→ **PROBLEM STATEMENT**
From the line that has "Mark the riverbank" down to the final line of the listing below, transcribe every line exactly, and only those.

------------------------------------

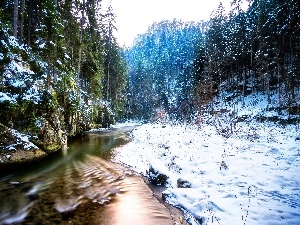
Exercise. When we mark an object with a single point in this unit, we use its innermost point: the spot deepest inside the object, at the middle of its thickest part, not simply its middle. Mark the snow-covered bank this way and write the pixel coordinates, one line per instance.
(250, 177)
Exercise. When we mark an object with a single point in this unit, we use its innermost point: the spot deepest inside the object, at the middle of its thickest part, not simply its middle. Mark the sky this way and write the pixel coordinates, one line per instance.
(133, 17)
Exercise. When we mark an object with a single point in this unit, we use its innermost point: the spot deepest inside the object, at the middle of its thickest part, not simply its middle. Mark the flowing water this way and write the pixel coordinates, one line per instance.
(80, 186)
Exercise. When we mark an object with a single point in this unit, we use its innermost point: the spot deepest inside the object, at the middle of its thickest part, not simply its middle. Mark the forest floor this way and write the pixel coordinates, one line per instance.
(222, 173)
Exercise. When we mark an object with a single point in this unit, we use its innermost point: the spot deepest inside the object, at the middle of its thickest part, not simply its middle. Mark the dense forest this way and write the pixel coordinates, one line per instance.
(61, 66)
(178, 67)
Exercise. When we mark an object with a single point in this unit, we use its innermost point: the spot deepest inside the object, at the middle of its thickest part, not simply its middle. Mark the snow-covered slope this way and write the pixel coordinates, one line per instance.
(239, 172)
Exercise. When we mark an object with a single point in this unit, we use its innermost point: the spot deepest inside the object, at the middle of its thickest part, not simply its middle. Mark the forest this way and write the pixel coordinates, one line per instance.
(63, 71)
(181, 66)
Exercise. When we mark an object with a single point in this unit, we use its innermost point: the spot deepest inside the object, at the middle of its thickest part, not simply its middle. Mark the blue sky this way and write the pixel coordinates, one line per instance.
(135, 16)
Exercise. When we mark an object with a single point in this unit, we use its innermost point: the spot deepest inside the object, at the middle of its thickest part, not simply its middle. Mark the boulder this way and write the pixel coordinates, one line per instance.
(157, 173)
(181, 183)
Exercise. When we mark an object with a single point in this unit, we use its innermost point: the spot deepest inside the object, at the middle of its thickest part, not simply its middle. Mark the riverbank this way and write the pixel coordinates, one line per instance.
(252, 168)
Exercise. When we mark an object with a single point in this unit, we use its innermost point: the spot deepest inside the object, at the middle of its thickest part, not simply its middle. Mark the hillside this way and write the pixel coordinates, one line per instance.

------------------------------------

→ **COMPLETED EXERCISE**
Exercise. When we mark an object with a single point in this unit, we use its innermost point: the spot deepest inside the object, at the middle of its thickest part, not simply its middle. Mark the riverbank this way and write the pixel coordinates, one line per instance.
(252, 168)
Exercise. When we mark an object with a single point in this unit, we use its innermost point: the spot deepest inside the object, at the middle of its thickest part, not simply its middle. Mark the hillside this way and write the pixel coordinates, one line per instance.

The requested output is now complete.